● **Work to do**: Count the lines of the material below that contain the string "shirt". Reply with the number only.
=-=-=
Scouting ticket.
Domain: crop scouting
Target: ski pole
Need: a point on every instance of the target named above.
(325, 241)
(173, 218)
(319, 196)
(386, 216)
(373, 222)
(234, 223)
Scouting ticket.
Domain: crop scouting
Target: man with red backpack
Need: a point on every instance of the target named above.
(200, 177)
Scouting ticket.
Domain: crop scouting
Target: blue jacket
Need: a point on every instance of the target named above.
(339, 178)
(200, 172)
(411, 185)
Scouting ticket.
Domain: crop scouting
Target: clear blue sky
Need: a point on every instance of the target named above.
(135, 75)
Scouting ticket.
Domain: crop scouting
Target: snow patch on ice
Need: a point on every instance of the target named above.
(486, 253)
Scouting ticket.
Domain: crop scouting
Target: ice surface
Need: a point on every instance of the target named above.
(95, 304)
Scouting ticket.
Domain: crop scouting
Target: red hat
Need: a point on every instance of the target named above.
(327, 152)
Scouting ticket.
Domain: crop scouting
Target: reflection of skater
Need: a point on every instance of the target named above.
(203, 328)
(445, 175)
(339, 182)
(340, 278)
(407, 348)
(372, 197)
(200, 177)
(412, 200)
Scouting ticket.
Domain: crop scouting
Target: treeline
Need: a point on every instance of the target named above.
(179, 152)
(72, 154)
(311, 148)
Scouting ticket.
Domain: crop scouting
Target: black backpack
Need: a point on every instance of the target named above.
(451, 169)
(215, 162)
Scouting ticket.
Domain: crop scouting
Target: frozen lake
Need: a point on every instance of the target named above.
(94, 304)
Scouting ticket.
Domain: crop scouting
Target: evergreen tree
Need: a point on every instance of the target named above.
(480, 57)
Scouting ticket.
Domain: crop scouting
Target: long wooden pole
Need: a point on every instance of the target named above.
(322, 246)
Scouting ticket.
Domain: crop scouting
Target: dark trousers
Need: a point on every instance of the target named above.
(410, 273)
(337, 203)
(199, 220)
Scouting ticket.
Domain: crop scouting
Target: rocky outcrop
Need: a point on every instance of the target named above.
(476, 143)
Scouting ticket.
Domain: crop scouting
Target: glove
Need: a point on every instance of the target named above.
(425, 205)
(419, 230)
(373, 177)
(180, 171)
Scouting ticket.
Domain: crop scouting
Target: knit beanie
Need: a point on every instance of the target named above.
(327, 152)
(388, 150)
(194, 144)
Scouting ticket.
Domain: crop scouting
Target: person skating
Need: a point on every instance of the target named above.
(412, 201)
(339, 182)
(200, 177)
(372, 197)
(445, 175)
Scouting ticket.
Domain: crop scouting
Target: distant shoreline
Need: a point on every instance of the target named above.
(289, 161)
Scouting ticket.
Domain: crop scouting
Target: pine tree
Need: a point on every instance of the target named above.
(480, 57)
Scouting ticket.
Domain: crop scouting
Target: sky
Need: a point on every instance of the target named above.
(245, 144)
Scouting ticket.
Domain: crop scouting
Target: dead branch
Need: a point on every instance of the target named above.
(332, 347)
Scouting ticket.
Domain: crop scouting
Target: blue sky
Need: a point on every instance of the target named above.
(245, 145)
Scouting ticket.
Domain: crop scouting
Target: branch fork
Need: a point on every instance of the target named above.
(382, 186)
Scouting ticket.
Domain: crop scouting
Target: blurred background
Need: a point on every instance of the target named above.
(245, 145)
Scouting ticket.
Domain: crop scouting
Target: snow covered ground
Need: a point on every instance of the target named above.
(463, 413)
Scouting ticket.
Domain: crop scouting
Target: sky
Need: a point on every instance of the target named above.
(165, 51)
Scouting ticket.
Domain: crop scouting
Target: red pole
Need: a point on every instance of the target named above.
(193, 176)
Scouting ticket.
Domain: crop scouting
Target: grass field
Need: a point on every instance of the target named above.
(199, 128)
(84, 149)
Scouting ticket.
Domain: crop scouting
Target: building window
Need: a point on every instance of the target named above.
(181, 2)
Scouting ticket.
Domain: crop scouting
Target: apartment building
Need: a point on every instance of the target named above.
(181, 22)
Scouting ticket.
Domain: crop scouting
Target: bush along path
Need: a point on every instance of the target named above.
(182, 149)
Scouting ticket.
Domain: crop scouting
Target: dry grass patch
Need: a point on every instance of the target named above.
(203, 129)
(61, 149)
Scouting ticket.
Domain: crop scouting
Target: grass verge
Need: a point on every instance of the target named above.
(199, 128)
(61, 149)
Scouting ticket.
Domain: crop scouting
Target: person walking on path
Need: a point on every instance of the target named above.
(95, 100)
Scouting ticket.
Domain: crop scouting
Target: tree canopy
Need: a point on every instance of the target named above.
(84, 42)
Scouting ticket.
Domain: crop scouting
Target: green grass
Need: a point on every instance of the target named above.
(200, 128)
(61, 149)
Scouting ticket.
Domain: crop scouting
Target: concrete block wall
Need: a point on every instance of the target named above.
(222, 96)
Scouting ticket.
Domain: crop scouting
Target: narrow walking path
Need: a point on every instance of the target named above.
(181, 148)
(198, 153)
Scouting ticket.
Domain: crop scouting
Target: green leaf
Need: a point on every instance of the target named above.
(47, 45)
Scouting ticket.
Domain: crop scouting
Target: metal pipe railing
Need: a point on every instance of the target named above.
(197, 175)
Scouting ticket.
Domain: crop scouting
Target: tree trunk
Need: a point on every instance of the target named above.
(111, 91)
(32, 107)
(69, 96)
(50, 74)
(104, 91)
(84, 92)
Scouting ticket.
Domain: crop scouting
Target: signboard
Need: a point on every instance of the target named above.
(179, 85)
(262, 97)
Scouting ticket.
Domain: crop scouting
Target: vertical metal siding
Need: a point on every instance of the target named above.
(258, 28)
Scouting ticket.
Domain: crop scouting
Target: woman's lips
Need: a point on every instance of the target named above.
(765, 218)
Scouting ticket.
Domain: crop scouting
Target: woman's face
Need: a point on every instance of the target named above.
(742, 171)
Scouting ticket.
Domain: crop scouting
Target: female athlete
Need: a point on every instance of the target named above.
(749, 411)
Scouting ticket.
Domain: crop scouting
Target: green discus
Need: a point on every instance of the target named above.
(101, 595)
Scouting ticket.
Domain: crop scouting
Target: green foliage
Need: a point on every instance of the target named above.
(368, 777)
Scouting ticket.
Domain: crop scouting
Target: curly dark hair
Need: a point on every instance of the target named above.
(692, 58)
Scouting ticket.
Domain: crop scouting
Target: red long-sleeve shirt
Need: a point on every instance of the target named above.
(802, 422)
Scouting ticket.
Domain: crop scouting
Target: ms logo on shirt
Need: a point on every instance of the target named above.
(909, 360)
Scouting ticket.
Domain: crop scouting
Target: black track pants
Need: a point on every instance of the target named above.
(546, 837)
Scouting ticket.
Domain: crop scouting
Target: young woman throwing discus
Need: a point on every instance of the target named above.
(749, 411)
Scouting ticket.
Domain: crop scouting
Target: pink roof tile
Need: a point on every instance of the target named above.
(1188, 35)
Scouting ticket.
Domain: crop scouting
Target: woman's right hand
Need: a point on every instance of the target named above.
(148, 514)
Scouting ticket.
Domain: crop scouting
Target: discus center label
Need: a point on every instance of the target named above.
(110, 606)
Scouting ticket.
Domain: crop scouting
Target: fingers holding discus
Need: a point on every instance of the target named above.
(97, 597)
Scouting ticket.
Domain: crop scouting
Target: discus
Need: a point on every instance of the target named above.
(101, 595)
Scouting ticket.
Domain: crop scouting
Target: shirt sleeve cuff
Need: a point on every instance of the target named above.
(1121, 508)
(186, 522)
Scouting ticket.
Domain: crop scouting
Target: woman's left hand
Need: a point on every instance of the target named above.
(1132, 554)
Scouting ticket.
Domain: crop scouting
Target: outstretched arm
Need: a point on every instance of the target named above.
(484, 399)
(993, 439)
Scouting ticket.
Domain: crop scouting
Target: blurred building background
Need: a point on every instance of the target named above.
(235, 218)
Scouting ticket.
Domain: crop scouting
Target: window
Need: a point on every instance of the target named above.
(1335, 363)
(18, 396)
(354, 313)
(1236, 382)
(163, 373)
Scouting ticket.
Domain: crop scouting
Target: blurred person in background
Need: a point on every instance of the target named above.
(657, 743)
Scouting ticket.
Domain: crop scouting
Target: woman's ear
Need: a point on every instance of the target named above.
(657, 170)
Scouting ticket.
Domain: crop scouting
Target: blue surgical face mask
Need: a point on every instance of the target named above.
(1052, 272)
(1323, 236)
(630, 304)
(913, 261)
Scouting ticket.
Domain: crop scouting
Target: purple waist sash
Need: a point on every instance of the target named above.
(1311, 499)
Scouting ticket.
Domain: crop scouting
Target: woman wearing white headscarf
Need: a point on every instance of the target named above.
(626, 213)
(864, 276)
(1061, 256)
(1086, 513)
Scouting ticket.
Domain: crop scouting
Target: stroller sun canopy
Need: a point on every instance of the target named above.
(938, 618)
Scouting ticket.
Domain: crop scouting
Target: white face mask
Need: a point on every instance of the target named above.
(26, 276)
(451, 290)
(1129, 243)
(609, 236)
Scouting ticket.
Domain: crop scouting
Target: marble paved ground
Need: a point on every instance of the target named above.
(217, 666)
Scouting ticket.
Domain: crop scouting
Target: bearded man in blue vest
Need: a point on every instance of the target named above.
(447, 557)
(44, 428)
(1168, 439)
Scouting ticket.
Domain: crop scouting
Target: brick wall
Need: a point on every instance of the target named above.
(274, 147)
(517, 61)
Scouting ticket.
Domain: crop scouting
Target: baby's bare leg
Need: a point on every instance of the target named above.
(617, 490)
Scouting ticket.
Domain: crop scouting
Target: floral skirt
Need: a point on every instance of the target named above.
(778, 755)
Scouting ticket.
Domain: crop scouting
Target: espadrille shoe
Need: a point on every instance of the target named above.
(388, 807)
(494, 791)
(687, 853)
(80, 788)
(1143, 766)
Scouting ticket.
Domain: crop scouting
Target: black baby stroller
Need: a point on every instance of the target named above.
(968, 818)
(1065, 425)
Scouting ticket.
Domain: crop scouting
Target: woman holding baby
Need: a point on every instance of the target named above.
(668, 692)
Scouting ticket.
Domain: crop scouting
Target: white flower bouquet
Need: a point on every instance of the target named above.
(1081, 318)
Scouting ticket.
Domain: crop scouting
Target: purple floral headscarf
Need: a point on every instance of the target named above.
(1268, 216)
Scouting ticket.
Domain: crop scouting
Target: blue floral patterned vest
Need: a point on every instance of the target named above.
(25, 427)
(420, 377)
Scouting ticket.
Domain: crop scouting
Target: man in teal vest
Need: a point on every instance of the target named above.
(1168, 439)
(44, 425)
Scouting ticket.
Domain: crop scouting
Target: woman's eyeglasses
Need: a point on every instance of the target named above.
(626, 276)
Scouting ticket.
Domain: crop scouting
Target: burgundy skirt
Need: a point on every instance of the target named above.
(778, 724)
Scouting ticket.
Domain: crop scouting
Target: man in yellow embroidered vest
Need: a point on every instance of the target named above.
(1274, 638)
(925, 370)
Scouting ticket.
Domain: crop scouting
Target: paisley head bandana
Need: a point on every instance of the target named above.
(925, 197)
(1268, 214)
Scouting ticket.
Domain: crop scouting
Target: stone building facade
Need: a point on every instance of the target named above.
=-=-=
● **Result below**: 3